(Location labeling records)
======

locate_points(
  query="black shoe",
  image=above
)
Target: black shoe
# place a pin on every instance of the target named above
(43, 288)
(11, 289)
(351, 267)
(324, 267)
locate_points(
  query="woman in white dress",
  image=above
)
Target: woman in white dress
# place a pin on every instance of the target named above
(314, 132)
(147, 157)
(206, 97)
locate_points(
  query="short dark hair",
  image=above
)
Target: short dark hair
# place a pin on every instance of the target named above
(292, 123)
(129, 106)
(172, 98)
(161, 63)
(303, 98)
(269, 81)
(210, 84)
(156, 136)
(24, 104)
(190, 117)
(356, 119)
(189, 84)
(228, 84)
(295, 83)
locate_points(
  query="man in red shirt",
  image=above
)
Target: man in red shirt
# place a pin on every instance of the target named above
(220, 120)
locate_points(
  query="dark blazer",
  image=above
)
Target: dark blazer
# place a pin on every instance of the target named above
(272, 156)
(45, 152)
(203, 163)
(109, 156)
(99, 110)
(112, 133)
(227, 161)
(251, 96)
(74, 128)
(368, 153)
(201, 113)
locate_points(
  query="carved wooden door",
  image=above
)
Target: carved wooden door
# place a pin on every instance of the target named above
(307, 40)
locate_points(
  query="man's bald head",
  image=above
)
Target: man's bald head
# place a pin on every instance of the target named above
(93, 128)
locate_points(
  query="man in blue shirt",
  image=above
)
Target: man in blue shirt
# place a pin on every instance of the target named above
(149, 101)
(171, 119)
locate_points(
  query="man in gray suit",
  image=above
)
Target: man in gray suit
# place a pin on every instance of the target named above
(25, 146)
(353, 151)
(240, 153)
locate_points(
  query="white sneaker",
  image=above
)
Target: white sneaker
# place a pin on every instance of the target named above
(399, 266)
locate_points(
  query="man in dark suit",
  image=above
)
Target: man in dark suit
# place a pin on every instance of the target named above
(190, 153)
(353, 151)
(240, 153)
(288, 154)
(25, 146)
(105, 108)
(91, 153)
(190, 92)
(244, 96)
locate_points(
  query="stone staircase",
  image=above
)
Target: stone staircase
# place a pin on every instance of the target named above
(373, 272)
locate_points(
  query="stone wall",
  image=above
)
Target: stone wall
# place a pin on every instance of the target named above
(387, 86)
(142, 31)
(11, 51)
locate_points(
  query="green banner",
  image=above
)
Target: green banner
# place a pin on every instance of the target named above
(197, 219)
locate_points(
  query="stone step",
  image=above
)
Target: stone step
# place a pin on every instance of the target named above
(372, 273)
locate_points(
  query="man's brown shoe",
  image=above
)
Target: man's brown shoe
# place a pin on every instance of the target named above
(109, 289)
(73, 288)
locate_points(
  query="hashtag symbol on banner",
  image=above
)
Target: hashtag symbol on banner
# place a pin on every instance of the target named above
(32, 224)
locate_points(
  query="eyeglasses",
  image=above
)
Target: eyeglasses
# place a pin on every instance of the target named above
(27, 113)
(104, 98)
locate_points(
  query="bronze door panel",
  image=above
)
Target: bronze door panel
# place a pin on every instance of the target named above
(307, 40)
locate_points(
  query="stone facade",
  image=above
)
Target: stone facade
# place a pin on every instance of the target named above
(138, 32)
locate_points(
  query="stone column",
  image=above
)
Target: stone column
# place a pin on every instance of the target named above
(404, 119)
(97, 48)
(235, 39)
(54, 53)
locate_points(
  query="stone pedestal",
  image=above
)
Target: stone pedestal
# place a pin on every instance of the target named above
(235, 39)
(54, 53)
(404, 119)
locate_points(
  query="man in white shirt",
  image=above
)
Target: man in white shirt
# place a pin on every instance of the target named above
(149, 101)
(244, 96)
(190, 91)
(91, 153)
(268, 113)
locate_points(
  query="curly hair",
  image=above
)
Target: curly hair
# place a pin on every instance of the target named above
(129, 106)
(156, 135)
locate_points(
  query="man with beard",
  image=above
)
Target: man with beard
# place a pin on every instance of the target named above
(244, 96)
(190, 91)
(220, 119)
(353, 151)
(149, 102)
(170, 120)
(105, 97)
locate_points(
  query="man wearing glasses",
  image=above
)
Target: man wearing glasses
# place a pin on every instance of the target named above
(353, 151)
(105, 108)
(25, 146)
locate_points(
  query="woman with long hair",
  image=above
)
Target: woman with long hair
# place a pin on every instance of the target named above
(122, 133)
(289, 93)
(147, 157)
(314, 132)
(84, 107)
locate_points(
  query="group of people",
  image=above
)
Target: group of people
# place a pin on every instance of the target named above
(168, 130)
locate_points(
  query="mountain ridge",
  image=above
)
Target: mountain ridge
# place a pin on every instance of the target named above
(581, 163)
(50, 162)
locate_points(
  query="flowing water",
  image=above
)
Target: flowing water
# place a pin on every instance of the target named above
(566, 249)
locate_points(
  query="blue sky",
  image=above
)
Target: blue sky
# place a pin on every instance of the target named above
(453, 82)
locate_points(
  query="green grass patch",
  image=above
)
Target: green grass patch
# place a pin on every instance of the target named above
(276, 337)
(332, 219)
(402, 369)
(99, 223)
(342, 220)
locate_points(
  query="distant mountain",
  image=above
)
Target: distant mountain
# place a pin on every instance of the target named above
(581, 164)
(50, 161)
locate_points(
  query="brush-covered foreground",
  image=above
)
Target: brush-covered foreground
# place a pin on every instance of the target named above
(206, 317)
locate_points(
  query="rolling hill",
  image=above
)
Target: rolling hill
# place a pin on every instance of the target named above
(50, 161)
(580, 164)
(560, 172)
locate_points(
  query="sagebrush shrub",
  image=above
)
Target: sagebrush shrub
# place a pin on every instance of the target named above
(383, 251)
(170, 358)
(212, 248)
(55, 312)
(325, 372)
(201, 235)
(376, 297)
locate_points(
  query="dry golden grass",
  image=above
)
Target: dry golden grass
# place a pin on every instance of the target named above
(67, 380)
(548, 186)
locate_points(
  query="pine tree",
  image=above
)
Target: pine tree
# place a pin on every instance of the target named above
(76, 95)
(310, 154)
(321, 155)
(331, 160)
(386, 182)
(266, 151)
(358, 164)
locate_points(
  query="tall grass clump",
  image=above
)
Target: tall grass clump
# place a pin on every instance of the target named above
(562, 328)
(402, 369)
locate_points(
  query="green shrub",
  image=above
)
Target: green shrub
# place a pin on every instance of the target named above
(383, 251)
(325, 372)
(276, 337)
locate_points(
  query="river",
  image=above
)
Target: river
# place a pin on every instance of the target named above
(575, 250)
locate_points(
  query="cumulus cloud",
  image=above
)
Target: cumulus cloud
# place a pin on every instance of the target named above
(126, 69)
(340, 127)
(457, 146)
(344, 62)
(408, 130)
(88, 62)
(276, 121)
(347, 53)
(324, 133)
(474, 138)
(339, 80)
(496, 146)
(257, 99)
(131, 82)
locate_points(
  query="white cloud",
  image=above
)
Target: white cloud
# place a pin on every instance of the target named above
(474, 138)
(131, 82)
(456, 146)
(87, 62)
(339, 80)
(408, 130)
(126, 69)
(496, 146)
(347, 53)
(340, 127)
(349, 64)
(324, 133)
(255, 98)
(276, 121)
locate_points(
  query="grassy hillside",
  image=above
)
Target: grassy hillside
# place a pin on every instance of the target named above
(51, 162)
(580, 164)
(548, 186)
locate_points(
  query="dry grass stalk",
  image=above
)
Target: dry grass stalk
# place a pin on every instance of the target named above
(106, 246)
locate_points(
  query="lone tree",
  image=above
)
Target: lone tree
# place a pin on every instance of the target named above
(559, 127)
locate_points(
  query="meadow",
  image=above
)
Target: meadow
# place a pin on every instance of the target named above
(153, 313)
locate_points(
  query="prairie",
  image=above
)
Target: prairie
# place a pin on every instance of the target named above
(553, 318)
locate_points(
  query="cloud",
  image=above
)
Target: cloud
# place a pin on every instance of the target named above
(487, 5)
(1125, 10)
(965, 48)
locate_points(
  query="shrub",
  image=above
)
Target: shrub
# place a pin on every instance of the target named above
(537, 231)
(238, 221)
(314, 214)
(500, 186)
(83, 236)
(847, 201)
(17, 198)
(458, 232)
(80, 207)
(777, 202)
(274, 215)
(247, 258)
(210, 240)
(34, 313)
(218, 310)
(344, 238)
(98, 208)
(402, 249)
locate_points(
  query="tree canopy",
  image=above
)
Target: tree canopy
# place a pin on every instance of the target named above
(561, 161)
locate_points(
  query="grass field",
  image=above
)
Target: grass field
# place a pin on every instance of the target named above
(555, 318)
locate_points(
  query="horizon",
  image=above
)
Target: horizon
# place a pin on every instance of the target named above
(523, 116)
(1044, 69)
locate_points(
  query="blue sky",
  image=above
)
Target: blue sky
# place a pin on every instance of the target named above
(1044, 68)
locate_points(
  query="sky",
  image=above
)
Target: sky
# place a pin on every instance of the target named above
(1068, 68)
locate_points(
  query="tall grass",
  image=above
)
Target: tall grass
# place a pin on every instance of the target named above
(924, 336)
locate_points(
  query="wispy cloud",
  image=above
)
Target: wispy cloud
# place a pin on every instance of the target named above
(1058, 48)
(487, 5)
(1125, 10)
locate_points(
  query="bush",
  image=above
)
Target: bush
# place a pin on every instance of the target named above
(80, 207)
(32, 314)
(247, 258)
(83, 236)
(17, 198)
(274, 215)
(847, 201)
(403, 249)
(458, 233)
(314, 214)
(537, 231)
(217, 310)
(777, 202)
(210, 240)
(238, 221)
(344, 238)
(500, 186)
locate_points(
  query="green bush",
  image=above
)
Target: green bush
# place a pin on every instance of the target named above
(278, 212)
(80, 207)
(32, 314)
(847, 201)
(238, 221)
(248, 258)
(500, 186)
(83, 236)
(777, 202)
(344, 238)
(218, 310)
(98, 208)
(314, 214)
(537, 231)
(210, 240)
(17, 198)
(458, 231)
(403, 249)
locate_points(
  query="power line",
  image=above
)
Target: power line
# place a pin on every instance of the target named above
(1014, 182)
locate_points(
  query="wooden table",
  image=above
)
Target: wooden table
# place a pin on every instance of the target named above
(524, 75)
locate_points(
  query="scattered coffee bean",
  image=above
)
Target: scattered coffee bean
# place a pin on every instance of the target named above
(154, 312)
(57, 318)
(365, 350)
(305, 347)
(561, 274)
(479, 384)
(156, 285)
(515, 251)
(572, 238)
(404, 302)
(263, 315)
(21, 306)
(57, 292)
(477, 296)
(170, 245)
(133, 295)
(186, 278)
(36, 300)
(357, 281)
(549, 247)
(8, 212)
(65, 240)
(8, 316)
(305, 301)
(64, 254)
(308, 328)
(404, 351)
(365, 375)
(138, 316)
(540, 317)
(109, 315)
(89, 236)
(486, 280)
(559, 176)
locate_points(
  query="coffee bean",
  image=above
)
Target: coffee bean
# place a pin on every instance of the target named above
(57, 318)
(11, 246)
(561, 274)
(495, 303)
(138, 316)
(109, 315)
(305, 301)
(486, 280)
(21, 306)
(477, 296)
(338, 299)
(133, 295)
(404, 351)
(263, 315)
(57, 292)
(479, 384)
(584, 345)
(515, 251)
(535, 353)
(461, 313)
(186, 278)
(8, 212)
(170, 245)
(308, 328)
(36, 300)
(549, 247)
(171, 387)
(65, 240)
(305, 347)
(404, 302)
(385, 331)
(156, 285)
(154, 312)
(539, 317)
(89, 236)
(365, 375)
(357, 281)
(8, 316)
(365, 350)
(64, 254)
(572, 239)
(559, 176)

======

GIVEN EXERCISE: Report every line of the data above that contains the string "with", copying each such line in full. Treat uppercase and lowercase as different.

SOLUTION BELOW:
  query="man with beard",
Target: man with beard
  query="woman with long hair",
Target: woman with long hair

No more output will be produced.